--- 課題内容 ---
下の双極性障害の事例から、「ご相談者様は、バセドウ病で受」から「現状では就労の目処も立たず、経済的な不安を強くお持ちでした。」までを、両端を含めて一字も変えずに抜き出してください。

--- 提示文 ---
【事例564】双極性障害|障害厚生年金2級

双極性障害厚生年金2級事例

対象者の基本データ

病名 双極性障害(そうきょくせいしょうがい)
性別 男性
支給額 年額 約151万円
障害の状態
  • 通院など外出の際は、妻の付き添いが必要。
  • 病気が原因で就労できない。
  • 希死念慮が継続している。
  • 精神障害者保健福祉手帳 なし
申請結果 障害厚生年金2級

 

ご相談までの経緯

ご相談者様は、バセドウ病で受診をされていましたが、突然、不眠や動悸などの症状が現れました。

主治医に相談したところ、精神的要素が強いと判断され、抗うつ薬を処方されたそうです。

薬物療法を続けるも、症状は改善せず、日常生活や仕事にも支障が出始めます。

身の回りの事をするにも家族のサポートが必要で、仕事も短期間での転職を繰り返していましたが、引き込もり傾向が強まり、今では就労もできない状態です。

現状では就労の目処も立たず、経済的な不安を強くお持ちでした。

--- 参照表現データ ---
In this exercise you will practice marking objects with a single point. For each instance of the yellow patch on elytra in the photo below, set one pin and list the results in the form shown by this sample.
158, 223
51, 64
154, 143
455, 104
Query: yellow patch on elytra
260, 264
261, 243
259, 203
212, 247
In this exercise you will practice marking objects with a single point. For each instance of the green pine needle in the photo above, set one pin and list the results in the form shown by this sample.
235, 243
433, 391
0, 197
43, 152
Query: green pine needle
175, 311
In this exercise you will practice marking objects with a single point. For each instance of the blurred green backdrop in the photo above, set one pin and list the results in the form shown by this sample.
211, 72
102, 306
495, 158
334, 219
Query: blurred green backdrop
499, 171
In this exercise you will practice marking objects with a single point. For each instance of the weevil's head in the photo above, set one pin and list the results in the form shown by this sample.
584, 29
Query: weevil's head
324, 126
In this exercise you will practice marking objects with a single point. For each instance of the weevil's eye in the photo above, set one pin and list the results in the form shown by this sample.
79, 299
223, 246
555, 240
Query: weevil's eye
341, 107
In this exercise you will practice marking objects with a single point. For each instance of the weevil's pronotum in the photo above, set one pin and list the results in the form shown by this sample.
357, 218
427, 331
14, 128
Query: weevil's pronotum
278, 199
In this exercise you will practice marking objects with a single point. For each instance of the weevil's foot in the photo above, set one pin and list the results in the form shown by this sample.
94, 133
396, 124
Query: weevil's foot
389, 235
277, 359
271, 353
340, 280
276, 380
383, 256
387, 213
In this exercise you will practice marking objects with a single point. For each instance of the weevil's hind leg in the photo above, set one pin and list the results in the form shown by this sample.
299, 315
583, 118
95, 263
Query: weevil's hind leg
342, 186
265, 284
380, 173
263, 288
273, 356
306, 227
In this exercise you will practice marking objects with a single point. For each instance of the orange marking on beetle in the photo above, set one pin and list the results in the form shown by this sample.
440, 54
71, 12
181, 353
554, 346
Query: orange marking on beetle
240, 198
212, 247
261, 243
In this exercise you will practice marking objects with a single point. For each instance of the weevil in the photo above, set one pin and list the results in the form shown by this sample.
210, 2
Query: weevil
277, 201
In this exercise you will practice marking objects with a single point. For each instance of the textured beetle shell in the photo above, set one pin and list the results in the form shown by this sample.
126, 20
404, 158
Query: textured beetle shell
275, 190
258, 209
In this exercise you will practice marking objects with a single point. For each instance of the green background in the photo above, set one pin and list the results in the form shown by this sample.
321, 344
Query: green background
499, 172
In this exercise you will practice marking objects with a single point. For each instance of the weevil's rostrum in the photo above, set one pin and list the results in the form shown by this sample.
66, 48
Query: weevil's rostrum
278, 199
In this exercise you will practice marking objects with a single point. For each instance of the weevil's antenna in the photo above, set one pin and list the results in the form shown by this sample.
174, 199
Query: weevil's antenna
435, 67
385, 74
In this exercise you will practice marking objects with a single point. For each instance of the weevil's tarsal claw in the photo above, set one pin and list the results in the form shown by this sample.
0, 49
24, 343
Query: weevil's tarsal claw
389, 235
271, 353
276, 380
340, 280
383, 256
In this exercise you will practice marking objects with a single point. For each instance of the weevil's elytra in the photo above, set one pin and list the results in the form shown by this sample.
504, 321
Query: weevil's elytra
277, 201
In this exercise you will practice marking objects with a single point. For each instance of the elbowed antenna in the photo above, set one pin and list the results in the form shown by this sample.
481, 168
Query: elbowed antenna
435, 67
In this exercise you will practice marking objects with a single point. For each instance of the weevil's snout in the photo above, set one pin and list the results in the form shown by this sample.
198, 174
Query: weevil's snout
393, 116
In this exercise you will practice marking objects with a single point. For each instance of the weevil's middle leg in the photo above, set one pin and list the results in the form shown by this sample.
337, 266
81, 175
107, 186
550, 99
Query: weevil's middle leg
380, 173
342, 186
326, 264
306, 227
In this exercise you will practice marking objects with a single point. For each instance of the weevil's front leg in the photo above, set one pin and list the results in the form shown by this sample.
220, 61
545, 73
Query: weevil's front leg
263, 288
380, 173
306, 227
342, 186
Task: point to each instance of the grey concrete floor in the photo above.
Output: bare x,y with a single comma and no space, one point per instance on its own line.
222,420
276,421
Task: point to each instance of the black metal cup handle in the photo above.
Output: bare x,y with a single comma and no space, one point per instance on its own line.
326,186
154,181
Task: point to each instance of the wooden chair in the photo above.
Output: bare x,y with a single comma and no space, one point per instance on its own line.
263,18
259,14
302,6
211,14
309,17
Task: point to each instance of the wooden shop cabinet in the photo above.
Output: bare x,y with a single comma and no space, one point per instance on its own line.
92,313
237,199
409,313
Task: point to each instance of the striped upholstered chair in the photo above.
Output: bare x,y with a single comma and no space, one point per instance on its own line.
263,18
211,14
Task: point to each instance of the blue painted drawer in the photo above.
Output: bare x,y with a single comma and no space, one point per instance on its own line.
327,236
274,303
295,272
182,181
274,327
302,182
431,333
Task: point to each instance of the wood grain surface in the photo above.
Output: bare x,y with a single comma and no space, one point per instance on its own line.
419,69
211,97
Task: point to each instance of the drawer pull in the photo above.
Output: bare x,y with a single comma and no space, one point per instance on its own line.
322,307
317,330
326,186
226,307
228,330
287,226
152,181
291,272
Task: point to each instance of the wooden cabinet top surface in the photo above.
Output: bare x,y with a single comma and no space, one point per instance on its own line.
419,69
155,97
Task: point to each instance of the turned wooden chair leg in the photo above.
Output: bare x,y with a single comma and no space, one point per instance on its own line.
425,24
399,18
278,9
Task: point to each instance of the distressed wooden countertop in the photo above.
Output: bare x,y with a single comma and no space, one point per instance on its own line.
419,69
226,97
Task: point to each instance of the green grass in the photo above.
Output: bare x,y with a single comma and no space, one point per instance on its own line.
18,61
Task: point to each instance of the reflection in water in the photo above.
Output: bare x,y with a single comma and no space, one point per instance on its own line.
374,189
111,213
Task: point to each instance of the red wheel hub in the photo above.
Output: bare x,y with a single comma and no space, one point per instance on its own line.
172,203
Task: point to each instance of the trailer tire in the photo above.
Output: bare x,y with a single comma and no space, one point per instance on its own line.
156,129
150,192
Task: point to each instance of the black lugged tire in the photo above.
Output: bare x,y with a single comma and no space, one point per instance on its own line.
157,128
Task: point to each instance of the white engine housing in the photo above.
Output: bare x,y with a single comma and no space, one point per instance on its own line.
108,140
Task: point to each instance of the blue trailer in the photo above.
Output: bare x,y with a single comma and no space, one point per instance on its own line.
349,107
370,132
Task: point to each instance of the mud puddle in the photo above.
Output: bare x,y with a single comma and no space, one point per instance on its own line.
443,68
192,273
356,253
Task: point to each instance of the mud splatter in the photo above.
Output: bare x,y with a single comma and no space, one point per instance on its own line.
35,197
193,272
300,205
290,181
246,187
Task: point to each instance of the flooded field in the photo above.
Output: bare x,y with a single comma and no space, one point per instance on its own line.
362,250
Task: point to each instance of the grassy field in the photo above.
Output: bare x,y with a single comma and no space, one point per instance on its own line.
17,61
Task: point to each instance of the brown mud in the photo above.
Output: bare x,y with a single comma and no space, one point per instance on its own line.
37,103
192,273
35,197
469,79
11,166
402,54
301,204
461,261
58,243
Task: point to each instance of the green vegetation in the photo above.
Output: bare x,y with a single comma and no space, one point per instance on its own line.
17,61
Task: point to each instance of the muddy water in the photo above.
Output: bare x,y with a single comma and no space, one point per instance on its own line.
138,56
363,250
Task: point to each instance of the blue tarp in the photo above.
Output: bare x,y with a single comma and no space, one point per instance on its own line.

--- 解答 ---
ご相談者様は、バセドウ病で受診をされていましたが、突然、不眠や動悸などの症状が現れました。

主治医に相談したところ、精神的要素が強いと判断され、抗うつ薬を処方されたそうです。

薬物療法を続けるも、症状は改善せず、日常生活や仕事にも支障が出始めます。

身の回りの事をするにも家族のサポートが必要で、仕事も短期間での転職を繰り返していましたが、引き込もり傾向が強まり、今では就労もできない状態です。

現状では就労の目処も立たず、経済的な不安を強くお持ちでした。